◆ Description of the task ◆
Rewrite the rows starting at "Batch #47 — class to annotate: mustache." and ending at "[322,150,346,174]", replacing "sunglasses lens" with "eyeglass lens" and leaving everything else unchanged.

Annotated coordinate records
::::::::::

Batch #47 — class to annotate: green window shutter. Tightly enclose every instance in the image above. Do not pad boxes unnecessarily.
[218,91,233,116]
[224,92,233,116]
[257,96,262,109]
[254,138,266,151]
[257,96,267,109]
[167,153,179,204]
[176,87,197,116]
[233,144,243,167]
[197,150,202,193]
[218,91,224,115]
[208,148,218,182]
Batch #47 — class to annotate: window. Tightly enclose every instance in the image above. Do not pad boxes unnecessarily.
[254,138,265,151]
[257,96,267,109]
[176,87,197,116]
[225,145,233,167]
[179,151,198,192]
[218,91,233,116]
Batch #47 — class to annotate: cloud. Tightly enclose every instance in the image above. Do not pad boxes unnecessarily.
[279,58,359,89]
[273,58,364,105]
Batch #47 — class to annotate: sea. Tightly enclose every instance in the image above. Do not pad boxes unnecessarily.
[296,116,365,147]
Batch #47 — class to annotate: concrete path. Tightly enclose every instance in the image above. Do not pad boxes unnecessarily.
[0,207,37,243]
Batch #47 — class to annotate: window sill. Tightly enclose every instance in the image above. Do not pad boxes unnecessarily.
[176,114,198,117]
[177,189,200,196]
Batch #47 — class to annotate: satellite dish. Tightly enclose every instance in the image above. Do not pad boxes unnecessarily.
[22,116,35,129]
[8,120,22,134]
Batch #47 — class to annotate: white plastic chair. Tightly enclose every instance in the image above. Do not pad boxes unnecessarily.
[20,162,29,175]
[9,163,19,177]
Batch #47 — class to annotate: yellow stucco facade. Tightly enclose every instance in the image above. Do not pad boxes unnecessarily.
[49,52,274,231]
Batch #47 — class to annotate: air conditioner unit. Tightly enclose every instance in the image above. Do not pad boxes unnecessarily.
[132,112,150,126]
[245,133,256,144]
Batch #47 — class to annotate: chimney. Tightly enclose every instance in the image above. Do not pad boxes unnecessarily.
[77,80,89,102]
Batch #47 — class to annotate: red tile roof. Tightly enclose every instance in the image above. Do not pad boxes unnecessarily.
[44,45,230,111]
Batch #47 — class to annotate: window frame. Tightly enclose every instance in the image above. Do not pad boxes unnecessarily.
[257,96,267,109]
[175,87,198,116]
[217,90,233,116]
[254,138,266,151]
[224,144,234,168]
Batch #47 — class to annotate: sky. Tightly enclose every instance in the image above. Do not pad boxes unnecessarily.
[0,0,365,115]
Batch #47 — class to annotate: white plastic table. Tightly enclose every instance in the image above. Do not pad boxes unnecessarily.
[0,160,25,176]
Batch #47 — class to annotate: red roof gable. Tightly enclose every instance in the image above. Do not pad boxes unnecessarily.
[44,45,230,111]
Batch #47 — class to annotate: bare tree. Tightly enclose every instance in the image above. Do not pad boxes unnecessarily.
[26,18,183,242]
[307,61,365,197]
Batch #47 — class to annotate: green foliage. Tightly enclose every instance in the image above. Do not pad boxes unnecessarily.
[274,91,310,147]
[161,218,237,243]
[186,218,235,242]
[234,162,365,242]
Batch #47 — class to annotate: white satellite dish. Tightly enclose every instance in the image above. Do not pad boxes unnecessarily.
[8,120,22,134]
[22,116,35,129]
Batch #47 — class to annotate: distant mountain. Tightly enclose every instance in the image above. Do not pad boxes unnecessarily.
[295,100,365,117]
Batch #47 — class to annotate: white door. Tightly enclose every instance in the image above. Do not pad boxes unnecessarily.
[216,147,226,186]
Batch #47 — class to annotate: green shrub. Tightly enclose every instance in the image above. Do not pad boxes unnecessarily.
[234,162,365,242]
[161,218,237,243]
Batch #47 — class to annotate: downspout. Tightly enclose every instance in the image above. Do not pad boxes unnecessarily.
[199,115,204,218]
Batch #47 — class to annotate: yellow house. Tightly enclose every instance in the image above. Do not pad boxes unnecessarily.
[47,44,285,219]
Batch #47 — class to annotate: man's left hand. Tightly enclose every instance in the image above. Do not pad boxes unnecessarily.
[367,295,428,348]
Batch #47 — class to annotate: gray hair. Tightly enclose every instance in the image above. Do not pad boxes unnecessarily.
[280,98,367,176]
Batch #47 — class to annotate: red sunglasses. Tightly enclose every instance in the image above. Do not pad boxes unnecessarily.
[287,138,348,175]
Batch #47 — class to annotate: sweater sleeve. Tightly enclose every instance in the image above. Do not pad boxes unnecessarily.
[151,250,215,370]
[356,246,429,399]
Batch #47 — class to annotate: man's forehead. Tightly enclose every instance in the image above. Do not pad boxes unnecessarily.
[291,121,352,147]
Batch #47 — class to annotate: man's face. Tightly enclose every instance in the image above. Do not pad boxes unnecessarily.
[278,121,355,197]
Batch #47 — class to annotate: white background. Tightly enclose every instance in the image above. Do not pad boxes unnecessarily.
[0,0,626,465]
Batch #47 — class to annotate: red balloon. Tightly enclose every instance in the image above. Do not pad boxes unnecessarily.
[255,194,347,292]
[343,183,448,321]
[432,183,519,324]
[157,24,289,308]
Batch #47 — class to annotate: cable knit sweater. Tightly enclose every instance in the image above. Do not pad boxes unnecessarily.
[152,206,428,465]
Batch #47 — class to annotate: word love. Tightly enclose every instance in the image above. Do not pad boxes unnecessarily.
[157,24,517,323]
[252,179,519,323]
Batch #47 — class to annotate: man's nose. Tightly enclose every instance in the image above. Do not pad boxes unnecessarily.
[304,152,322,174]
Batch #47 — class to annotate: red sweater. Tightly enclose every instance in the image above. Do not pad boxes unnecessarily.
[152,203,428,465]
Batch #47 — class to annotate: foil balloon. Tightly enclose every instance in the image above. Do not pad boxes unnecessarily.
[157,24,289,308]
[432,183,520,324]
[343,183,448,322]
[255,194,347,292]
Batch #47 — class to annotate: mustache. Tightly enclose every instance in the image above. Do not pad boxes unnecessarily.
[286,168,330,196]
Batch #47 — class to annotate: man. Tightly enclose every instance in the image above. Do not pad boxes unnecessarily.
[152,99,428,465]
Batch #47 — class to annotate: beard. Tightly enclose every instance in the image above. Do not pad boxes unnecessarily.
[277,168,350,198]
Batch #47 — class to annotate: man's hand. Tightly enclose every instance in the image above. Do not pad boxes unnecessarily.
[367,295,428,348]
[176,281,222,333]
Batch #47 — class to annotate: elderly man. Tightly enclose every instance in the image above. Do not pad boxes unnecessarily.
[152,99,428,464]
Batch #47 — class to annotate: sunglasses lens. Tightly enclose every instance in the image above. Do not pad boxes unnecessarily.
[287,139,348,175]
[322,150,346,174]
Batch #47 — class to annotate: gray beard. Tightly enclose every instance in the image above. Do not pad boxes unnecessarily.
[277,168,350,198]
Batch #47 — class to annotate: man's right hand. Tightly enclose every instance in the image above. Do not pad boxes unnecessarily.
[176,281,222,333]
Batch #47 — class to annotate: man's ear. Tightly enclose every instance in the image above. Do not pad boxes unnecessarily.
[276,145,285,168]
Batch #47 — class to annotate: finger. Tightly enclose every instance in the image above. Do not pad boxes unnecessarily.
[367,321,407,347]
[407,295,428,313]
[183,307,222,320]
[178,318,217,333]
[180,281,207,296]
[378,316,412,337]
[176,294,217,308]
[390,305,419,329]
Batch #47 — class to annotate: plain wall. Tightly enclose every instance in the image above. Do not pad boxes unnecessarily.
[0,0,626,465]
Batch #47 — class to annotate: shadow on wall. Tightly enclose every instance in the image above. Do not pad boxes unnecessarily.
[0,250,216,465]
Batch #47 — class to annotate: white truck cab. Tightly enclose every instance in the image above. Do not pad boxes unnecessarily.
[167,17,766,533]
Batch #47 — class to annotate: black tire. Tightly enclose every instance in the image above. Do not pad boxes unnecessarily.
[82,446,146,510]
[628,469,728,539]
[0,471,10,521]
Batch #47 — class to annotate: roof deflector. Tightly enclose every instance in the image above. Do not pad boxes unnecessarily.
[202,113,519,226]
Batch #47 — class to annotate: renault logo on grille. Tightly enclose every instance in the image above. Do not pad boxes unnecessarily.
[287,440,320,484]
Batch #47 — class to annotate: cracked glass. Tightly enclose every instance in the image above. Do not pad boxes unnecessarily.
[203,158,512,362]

::::::::::

◆ Expected answer ◆
Batch #47 — class to annotate: mustache. Tightly enclose every instance in the image above. Do not pad boxes unnecessarily.
[286,168,330,196]
Batch #47 — class to annotate: man. Tightly enclose every instance in the image above. Do not pad boxes unnecessarily.
[152,99,428,465]
Batch #47 — class to annotate: beard. Tightly enclose every instance in the image above. Do not pad boxes unnecessarily.
[277,168,350,198]
Batch #47 — class to annotate: man's hand. Tightly enclose every instance in the image above. Do not pad boxes unnecessarily.
[367,295,428,348]
[176,281,222,333]
Batch #47 — class to annotate: elderly man. Tightly enclose every instance in the image above. Do not pad boxes unnecessarily.
[152,99,428,464]
Batch #47 — class to annotate: eyeglass lens. Tightly enclose every instance in the image above. Do not pad boxes unnecessarily.
[287,139,348,175]
[322,150,346,174]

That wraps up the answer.